Start of Records supplied

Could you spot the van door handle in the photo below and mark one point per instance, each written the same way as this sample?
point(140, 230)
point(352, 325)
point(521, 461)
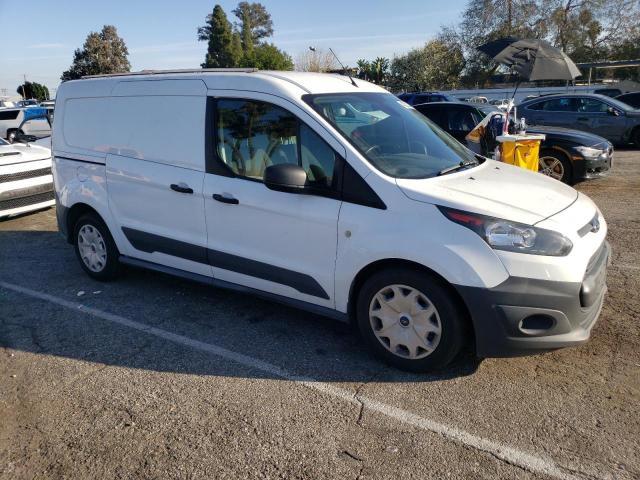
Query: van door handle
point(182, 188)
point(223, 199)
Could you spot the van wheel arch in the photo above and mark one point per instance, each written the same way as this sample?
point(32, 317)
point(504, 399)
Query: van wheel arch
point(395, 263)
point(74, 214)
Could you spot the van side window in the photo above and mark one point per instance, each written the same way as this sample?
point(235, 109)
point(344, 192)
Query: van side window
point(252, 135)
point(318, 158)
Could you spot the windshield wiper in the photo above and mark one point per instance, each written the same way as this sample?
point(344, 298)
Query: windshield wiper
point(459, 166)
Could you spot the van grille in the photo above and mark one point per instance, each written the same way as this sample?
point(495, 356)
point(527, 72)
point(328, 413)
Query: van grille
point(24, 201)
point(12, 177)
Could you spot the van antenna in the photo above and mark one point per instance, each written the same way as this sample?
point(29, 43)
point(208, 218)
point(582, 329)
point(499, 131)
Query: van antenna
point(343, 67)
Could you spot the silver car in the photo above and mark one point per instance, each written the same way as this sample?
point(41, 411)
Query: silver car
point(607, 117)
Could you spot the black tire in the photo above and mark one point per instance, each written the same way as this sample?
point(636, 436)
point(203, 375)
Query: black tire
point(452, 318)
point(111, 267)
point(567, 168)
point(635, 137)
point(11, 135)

End of Records supplied

Exercise brief >> What you return should be only the exact lines from the top of the entries through the line with "point(504, 399)", minus the pictures.

Output below >>
Could you spot the van door handle in the photo below and mark one point per instance, each written the same way as this sample?
point(140, 230)
point(352, 325)
point(521, 461)
Query: van door handle
point(182, 188)
point(223, 199)
Could you spot the van wheel arch in the photo above and mark one point per instance, each written the same way as this sample?
point(32, 317)
point(504, 399)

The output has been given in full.